▸ **Texte à analyser**
Samuel GRANICK
Aux origines de la vie : une aurore de pierres
Comprendre ce qu'est la vie suppose au préalable une représentation cohérente de la Nature (Φύσις). Durant plusieurs millénaires, à partir de la réflexion commencée par les penseurs présocratiques, qui distinguaient les Modèles du Monde de la Réalité, les savants-philosophes se sont interrogés sur les principes ultimes, les quatre éléments ou les atomes dont la combinatoire permettait de penser le monde et, au moins à court terme, d'en prédire le comportement.
Notre représentation contemporaine du monde culmine avec la combinaison de quatre éléments centraux (bien différents de ceux des présocratiques), masse, énergie, espace et temps. Cet ensemble est résumé dans la fameuse équation d'Albert Einstein, qui résume le monde en un extraordinaire condensé E = mc2. Pourtant, à peine proposée, cette vision d'un monde où aucun point de vue ne pourrait être privilégié, était suivie par la découverte du comportement énigmatique de l'énergie, à la fois onde et corpuscule, et cela conduisait à l'incertitude de Werner Heisenberg ΔxΔp ≥ h/4π où apparaît l'absence inattendue d'une entité complémentaire, l'information, l'introduisant au cœur même de la physique.
Notre modèle du monde, désormais, combine donc cinq catégories, et organise la Science selon une hiérarchie bien différente de celle que proposait Auguste Comte, en plaçant la Biologie très près de la Mathématique, dont le centre d'intérêt est presque purement l'information (avec cependant, comme l'a remarqué Charles Bennett, une composante temporelle essentielle).
Ce contexte renouvelle entièrement nos interrogations à propos de l'origine de la vie : il s'agit en effet d'y découvrir la façon dont va s'accumuler l'information. C'est ce qu'a résumé Freeman Dyson dans son ouvrage sur le sujet, volontairement intitulé Origins of Life, au pluriel, où il distingue la reproduction, qui peut s'améliorer au cours du temps, de la réplication. La reproduction est fondée sur la genèse progressive de cycles métaboliques de plus en plus compliqués. Et c'est ce qu'il importe de comprendre d'abord, le plus profondément possible, lorsqu'on s'interroge sur l'origine de la vie (abiogenèse).

▸ **Matériel fourni**
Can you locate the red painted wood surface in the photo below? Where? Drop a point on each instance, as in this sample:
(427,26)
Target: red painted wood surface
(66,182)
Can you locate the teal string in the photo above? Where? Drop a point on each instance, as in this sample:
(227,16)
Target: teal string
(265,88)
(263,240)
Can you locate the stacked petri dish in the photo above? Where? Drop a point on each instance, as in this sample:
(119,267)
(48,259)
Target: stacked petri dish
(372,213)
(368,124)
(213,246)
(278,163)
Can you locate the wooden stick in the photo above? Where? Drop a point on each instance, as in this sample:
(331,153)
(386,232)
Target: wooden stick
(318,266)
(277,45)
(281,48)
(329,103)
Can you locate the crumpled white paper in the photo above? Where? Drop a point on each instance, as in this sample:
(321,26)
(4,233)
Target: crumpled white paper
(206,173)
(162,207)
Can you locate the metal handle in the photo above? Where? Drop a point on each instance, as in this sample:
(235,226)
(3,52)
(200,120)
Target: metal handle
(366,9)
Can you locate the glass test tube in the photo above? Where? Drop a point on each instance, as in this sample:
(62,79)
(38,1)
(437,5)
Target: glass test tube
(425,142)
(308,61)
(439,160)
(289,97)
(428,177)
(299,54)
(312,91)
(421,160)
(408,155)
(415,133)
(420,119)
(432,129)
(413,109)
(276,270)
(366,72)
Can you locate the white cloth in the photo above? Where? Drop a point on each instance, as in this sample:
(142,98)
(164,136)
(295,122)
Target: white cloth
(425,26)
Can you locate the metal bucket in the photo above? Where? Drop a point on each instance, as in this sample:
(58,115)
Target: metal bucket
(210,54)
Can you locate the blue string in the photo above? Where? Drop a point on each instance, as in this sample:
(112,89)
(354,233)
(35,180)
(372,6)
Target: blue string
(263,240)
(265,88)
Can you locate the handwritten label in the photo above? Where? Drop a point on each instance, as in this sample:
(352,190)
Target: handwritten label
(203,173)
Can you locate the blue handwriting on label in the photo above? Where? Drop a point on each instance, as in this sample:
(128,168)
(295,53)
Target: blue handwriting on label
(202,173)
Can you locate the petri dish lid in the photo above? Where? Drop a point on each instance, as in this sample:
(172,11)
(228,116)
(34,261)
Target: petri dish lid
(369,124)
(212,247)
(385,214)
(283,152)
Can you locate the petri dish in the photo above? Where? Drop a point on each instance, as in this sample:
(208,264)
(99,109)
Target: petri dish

▸ **À produire**
Renvoyez mot pour mot le passage du texte sur l'origine de la vie qui part de « Notre représentation contemporaine » et se poursuit jusqu'à « de la physique. ». Servez-vous uniquement du texte.

▸ **Réponse**
Notre représentation contemporaine du monde culmine avec la combinaison de quatre éléments centraux (bien différents de ceux des présocratiques), masse, énergie, espace et temps. Cet ensemble est résumé dans la fameuse équation d'Albert Einstein, qui résume le monde en un extraordinaire condensé E = mc2. Pourtant, à peine proposée, cette vision d'un monde où aucun point de vue ne pourrait être privilégié, était suivie par la découverte du comportement énigmatique de l'énergie, à la fois onde et corpuscule, et cela conduisait à l'incertitude de Werner Heisenberg ΔxΔp ≥ h/4π où apparaît l'absence inattendue d'une entité complémentaire, l'information, l'introduisant au cœur même de la physique.